▶ PROBLEM TO SOLVE:
In the piece on handling email below, can you write out the stretch from "There’s only one" through "email with ease." word for word?

There’s only one thing I hate worse than mopping the floors…
…and that’s dealing with the endless emails that come into my inbox.
I’m not talking about the stupid once-in-a-lifetime-do-it-right-now-or-die kinds of emails, I’m talking about the legitimate things you need to deal with. Things like requests from vendors, employees and contractors. Or “what do you want for your birthday” emails from Mom.
If you know anyone that sends email (and I’m sure you do), you are dealing with this too. So here are a couple of tips I’ve developed that can help you attack and process your email with ease.
Email attack strategy #1 – Turn off Send/Receive. Let’s get real. You don’t really need to check your email the second it comes in. Not even a little bit. Turn off your automatic send/receive and check your email manually several times a day. You will feel more in control, people will stop assuming that the second you receive an email you will respond and you finally get a chance to breathe.

▶ DATASET EXTRACT:
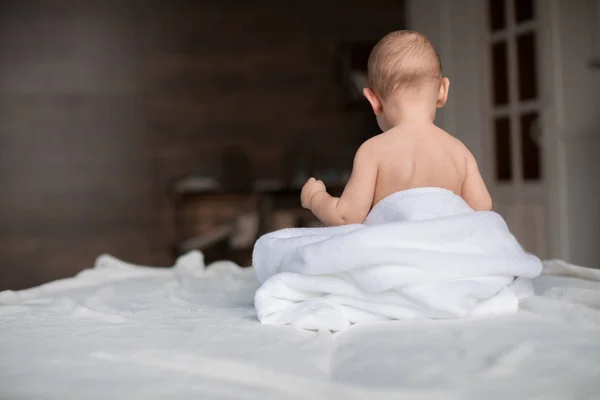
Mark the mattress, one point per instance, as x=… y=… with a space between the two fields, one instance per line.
x=189 y=331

▶ WORKED ANSWER:
There’s only one thing I hate worse than mopping the floors…
…and that’s dealing with the endless emails that come into my inbox.
I’m not talking about the stupid once-in-a-lifetime-do-it-right-now-or-die kinds of emails, I’m talking about the legitimate things you need to deal with. Things like requests from vendors, employees and contractors. Or “what do you want for your birthday” emails from Mom.
If you know anyone that sends email (and I’m sure you do), you are dealing with this too. So here are a couple of tips I’ve developed that can help you attack and process your email with ease.